> [WHAT IS REQUIRED]:
Could you rewrite only the entries from the line with "Q: For each instance of the mudflat" up to and including the line with "x=356, y=107", shifting every answer coordinate by -69 and reproducing all other lines unchanged?

━━━━━━━━━━

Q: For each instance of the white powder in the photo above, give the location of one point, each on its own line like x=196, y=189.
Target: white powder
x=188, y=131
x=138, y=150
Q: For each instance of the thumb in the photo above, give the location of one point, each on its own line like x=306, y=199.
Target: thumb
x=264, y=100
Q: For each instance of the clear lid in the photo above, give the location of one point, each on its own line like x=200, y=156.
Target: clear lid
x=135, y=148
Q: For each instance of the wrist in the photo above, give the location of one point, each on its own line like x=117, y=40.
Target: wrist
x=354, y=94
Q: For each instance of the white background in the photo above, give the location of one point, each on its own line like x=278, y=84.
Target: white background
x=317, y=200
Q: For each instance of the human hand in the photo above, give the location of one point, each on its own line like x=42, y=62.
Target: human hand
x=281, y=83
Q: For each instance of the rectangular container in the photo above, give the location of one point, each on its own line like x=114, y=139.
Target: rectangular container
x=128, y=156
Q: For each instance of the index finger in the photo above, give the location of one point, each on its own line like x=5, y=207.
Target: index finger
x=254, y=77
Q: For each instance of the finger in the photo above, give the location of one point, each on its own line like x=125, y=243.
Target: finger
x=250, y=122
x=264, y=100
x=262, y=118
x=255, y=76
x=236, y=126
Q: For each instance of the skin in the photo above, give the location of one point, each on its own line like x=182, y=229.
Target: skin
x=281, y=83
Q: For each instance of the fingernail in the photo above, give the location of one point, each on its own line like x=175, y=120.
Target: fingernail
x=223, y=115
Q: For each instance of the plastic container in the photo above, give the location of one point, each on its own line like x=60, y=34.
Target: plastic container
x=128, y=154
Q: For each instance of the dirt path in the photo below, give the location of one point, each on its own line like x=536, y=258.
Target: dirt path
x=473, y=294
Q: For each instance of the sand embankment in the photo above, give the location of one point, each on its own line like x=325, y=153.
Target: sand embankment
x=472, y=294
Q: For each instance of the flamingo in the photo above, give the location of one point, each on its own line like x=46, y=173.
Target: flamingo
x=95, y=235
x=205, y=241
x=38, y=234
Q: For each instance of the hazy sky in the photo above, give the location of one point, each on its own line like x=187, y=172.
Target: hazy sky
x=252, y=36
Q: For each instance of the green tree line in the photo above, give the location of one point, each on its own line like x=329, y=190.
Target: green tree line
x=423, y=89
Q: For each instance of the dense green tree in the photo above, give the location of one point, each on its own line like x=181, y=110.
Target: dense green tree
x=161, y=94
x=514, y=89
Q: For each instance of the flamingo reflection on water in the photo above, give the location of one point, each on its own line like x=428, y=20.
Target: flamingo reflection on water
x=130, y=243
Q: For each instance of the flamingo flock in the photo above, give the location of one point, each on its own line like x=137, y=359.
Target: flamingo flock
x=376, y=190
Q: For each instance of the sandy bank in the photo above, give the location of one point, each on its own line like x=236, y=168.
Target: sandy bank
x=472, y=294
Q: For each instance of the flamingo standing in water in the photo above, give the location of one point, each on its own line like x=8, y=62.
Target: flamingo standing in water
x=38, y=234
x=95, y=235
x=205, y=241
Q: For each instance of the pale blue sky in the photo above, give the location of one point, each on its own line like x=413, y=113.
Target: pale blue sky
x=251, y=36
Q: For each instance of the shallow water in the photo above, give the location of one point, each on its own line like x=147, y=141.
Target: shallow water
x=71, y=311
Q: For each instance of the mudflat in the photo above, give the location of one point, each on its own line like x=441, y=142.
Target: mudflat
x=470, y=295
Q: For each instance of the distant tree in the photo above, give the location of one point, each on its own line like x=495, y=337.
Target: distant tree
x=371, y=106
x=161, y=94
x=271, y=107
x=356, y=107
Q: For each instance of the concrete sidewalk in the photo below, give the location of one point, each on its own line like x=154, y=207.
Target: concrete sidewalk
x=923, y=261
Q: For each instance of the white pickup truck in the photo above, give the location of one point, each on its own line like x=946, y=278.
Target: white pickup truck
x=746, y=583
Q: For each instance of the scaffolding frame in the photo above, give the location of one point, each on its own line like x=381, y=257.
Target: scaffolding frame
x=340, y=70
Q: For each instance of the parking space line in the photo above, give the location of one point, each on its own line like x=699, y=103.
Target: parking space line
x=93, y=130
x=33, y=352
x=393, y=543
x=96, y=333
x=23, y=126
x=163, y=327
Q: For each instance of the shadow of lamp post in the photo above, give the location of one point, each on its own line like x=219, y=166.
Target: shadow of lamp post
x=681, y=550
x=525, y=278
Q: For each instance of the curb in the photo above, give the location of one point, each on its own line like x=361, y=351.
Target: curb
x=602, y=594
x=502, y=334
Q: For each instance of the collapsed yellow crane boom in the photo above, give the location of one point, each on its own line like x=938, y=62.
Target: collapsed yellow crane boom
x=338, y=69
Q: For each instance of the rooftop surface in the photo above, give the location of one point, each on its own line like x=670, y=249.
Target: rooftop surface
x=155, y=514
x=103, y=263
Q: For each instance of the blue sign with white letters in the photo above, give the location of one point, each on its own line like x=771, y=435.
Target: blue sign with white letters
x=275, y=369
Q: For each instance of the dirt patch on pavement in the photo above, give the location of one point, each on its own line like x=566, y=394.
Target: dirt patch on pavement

━━━━━━━━━━

> [WRITTEN REPLY]:
Q: For each instance of the mudflat in the photo above, give the location of one point, each on its own line like x=441, y=142.
Target: mudflat
x=401, y=226
Q: For each instance of the distant tree in the photo above, give the location of one point, each on its own line like x=495, y=337.
Target: distant tree
x=302, y=37
x=92, y=25
x=202, y=38
x=287, y=38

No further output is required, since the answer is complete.